▶ **ASSIGNMENT**: Please answer from the text on online support groups: what reason is given for banning someone who says African Bum Disease can be mitigated by diet, exercise and a healthy mental attitude?

▶ **EXTRACT**:
● ● ● ●
Supported exercise and antidepressants would do wonders for a lot of the boilerplate POTS/EDS/GP chronic influencers. But you can't grift or get to play the sick role if you actually try to get better.
This is a problem with "support groups", even for those with real illnesses. The dynamics of those places end up with a really perverse incentive to never recover.
Let's say it's a Facebook group for sufferers of African Bum Disease (the most dreaded illness amongst British 8-year-olds in the 1980s, largely spread by being "it"). African Bum Disease is incurable, but you can learn to live with it by making lifestyle changes and the right mental conditioning. So you have people who are stuck at home with horribly diseased bums, but they get to meet other sufferers (and the odd grifter pretending to have it) in this group and find a sense of community, people just like them. For many, these are their only friends, or at least they are the only friends who truly understand them and their lives.
So if you learn to cope with African Bum Disease, you no longer need the group. So you leave and lose all your friends. So it's better to stay in the group. It gets worse, though. There will be a large cohort of people who do recover, and leave the group. Those who can cope, and could advise others on how to cope, are no longer there. The people who are left, then, are those who are struggling. And the grifters who want to look as sick as possible. All these people give each other terrible advice that keeps them sick, and keeps them in the group. The very dynamic of the group is to skim off the people who could help others the most, and to concentrate and refine sickness and hopelessness.
The people who stay in the group the longest, and are the most prominent posters, are the ones who become admins or at least become leaders on a social level. And, given that staying in the group rewards failure to recover, these people are the biggest headcases who can't cope with their disease at all - and now they're the ones setting the rules. They have a HUGE incentive to not only play up how difficult it is to recover, but to actively prevent others from recovering. So when someone says that African Bum Disease can be mitigated by diet, exercise and a healthy mental attitude, those people are banned for "downplaying the seriousness of the illness". No, you see, African Bum Disease means that you can't work and need a power chair and a feeding tube and a GoFundMe.
That's before the munchies and grifters infiltrate the group. Their African Bum Disease is WORSE than yours - maybe like me they have 3 buttcheeks, that's
50% more bum to have disease in and frankly it's a miracle they're still alive. Those stupid doctors say they're faking and their third buttcheek is just their coccyx, so they have to see Dr. Feelgoodovic in Belgrade who will totally give you Ketamine for your African Bum Disease and if you don't get it you DIE! So now even the people who really do have African Bum Disease are competing with munchies and grifters to be the sickest and the most deserving of powerchairs and primo Serbian Ketamine. Of course, the munchies and grifters will want to become admins because they can abuse their powers for attention and self-promotion, so soon enough people pretending to be lunatics are running the asylum. Any good advice or questioning as to why they need speedballs to get up in the morning results in a ban. Nobody gets better.
This is why I think anyone with a chronic illness should steer away from "support groups" if they're not led and run by medical professionals. It's not just a case of some groups being bad, it's the case that these groups will inevitably become bad because of the dynamics within them.
● ● ● ●
▶ **INFORMATION GIVEN**:
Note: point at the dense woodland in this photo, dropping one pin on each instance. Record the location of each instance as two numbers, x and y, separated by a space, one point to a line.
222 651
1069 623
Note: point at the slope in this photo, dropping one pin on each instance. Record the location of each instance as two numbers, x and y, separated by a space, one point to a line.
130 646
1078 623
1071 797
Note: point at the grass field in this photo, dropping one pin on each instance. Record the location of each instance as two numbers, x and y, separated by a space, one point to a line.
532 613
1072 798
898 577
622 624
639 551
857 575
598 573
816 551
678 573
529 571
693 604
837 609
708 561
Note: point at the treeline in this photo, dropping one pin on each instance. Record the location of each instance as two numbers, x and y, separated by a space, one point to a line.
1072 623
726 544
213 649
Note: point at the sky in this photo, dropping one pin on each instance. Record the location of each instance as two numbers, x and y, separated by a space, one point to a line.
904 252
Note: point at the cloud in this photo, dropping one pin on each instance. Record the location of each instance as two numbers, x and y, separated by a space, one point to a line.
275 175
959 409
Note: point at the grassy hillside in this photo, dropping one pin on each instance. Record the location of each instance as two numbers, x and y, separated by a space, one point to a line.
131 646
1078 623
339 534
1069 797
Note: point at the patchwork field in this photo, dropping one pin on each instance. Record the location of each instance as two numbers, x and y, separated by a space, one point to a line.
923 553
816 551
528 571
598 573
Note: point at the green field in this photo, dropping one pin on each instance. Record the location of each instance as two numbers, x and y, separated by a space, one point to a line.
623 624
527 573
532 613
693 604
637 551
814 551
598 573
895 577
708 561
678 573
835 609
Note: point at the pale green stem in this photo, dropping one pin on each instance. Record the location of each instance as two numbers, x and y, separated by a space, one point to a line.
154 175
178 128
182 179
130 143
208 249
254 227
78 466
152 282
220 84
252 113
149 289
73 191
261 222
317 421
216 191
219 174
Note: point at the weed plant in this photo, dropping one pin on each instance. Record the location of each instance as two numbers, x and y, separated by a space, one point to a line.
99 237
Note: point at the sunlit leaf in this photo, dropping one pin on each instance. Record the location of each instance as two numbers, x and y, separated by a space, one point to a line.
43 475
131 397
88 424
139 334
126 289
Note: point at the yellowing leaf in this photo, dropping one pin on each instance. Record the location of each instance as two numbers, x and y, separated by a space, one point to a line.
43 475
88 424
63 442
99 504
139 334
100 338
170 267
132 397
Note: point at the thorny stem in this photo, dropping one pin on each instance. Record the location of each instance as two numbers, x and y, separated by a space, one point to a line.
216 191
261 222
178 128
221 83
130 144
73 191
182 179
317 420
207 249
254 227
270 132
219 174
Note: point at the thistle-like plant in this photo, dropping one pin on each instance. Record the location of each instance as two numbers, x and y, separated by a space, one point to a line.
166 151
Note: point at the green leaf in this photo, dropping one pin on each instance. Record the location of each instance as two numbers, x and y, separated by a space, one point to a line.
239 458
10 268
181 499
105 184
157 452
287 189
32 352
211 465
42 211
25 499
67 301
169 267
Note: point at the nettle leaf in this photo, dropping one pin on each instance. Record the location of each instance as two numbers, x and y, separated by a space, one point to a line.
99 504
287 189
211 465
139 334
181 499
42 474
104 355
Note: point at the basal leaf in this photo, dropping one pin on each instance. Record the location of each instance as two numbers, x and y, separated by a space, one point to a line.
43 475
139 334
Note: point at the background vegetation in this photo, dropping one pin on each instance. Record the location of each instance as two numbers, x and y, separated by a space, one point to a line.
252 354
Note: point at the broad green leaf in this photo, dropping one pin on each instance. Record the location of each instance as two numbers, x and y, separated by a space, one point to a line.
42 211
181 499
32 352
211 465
● ● ● ●
▶ **EXERCISE RESPONSE**: They are banned for "downplaying the seriousness of the illness."